» DIRECTIVE: Filter the items below, keeping only the lines that contain the string "dirt", and copy each of those lines in full. Matching is case-sensitive.
--- BEGIN DATASET EXCERPTS ---
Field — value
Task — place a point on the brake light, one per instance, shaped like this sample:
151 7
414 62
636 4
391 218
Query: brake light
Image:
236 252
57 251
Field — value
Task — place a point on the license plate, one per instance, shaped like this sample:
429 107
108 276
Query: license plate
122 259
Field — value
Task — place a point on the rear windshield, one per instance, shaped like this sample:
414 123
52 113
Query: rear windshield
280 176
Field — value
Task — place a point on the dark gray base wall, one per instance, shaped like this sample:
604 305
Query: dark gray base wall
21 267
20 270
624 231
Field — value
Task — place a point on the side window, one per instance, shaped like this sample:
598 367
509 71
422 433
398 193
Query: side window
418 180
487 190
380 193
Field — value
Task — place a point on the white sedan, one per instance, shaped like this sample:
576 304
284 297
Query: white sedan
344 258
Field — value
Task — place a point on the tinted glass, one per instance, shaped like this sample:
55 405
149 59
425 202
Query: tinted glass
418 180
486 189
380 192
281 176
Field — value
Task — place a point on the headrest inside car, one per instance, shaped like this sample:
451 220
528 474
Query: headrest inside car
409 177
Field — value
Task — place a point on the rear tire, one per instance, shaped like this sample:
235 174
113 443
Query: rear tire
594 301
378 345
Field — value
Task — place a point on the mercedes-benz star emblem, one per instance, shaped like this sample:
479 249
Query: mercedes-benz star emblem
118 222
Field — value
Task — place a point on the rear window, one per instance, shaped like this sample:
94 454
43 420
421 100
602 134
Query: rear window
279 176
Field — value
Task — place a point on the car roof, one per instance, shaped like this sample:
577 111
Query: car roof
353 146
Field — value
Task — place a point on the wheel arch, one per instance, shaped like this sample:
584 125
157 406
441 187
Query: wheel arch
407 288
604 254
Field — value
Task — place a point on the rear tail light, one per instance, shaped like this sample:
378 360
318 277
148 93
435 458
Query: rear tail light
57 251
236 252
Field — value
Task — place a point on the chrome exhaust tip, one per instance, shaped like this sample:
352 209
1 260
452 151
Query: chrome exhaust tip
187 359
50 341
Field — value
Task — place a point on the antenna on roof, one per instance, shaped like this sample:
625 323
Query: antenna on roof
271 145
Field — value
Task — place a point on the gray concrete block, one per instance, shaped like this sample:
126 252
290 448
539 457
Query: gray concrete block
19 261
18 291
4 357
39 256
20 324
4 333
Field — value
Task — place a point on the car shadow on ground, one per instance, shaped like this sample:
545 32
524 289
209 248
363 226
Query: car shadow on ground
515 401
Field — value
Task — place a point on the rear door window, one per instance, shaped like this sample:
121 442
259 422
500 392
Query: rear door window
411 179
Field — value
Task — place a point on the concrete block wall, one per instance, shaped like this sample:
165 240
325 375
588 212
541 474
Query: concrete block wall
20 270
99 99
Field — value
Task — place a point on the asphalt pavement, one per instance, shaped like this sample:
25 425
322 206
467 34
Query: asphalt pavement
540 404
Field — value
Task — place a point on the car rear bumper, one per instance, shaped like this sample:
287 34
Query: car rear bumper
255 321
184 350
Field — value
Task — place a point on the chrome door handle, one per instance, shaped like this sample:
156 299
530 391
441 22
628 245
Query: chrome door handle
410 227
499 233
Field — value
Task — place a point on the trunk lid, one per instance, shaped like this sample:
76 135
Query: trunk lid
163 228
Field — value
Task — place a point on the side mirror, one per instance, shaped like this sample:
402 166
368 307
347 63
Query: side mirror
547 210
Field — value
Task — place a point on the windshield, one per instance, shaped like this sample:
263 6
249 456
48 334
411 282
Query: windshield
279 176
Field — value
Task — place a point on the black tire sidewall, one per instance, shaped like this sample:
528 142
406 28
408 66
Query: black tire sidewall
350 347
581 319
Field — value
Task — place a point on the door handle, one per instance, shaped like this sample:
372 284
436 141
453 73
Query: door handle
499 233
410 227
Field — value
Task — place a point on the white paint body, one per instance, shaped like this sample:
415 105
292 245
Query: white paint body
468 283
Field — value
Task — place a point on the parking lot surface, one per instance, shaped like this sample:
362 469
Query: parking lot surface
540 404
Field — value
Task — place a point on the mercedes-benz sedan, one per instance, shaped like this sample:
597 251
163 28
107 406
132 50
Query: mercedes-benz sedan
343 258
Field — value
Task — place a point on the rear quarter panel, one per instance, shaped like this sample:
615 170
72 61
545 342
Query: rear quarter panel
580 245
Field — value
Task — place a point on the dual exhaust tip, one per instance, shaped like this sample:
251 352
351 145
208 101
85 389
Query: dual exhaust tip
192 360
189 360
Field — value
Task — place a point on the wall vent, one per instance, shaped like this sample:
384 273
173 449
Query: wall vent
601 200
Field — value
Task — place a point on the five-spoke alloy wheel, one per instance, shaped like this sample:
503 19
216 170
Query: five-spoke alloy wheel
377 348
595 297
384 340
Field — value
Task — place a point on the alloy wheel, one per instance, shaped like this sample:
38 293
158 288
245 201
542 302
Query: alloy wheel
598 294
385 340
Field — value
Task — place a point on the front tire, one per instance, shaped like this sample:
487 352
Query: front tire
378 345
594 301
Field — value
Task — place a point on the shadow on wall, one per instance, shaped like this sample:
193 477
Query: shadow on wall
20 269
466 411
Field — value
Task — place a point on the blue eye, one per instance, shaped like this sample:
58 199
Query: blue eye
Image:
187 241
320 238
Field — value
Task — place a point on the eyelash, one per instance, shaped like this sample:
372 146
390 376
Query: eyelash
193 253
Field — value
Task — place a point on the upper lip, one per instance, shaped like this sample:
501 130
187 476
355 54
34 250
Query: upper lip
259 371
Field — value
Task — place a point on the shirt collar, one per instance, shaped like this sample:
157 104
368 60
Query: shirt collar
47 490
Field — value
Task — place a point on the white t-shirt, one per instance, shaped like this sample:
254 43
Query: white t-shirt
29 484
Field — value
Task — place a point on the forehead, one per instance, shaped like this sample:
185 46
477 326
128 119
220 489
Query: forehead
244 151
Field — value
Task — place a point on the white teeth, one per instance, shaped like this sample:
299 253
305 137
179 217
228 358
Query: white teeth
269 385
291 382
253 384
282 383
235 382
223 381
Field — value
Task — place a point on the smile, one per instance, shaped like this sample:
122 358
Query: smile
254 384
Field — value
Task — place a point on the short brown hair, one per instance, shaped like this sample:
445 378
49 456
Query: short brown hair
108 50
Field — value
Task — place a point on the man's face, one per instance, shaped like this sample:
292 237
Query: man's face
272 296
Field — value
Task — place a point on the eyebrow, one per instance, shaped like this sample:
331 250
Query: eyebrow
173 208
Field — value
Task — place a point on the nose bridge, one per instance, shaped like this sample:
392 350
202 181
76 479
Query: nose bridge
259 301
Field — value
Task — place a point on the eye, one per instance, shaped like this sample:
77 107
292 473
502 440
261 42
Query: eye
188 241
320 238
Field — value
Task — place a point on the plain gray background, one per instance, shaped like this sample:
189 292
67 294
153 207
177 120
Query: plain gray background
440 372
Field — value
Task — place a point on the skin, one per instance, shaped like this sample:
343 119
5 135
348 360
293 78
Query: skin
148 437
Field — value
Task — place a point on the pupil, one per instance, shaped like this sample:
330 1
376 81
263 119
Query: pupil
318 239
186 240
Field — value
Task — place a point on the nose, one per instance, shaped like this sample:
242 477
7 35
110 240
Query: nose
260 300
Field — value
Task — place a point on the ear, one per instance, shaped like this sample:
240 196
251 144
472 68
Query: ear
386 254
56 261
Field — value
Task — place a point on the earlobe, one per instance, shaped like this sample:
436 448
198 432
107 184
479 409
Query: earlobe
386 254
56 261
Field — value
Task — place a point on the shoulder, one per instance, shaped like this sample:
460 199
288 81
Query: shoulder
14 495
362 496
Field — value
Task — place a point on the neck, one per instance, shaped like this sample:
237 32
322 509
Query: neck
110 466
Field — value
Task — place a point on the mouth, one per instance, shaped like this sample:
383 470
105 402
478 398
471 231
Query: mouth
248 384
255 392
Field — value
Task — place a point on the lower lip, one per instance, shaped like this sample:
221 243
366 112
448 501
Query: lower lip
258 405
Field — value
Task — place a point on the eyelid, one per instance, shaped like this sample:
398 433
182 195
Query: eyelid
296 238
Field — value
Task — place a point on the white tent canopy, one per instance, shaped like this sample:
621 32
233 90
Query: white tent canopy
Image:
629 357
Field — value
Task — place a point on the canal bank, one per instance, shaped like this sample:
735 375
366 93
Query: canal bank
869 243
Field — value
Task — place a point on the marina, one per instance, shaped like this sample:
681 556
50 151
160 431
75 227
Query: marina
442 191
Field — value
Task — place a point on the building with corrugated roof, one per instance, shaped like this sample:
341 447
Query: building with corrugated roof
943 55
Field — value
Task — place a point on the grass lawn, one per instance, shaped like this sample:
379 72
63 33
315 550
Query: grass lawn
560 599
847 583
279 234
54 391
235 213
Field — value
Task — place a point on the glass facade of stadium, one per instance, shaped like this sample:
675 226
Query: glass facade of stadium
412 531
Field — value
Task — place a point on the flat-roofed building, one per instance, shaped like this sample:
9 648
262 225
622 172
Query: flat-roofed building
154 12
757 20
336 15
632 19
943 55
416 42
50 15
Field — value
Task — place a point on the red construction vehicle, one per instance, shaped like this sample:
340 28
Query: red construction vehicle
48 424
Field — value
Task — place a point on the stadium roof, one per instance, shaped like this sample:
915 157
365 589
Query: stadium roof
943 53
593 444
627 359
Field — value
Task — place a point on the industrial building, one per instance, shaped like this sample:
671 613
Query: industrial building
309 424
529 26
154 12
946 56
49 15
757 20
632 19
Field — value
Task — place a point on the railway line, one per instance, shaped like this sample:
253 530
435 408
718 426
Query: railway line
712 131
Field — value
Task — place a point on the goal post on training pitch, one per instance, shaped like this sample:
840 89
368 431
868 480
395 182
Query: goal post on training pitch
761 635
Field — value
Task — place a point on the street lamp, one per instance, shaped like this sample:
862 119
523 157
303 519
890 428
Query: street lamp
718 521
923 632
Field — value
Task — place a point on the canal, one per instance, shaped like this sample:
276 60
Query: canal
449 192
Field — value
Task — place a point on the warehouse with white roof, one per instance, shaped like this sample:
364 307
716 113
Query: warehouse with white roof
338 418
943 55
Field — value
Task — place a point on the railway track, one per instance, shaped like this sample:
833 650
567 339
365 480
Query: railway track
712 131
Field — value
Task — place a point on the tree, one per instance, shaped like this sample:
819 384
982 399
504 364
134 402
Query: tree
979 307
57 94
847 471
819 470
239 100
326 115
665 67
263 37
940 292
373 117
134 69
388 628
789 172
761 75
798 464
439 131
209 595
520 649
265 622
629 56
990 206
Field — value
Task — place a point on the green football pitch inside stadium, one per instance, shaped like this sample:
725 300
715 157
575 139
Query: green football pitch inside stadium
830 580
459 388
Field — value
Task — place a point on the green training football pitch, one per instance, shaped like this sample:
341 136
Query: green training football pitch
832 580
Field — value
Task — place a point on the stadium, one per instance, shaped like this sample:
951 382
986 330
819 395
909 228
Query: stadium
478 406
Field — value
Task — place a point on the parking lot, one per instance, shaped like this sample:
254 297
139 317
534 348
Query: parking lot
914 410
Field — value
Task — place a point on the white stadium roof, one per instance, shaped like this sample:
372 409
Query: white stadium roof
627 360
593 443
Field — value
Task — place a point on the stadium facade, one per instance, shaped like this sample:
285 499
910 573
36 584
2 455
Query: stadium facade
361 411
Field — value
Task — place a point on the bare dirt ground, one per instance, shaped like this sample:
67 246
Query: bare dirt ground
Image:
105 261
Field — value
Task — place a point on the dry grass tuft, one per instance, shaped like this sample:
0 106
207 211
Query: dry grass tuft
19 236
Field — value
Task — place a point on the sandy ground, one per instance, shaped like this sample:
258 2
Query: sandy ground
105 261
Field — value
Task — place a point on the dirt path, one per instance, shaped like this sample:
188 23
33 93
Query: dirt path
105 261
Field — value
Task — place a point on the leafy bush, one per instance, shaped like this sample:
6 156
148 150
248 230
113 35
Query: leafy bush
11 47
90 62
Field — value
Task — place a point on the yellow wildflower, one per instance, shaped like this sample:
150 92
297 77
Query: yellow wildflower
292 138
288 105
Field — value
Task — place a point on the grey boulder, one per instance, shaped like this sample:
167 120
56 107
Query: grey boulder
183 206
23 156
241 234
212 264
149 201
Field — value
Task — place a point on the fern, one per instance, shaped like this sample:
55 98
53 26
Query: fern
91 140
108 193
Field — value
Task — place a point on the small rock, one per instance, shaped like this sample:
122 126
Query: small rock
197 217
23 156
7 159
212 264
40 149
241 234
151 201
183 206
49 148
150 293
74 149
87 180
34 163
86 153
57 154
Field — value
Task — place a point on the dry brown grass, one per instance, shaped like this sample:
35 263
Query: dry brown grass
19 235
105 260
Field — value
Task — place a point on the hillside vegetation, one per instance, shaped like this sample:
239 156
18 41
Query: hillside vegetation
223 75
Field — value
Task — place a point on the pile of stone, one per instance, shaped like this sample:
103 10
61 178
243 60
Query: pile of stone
--- END DATASET EXCERPTS ---
» ANSWER TO THIS TASK:
Task — place a point on the bare dirt ground, one per instance, shaped like this sample:
Query: bare dirt ground
Task — place a point on the dirt path, one per instance, shaped like this sample:
Query: dirt path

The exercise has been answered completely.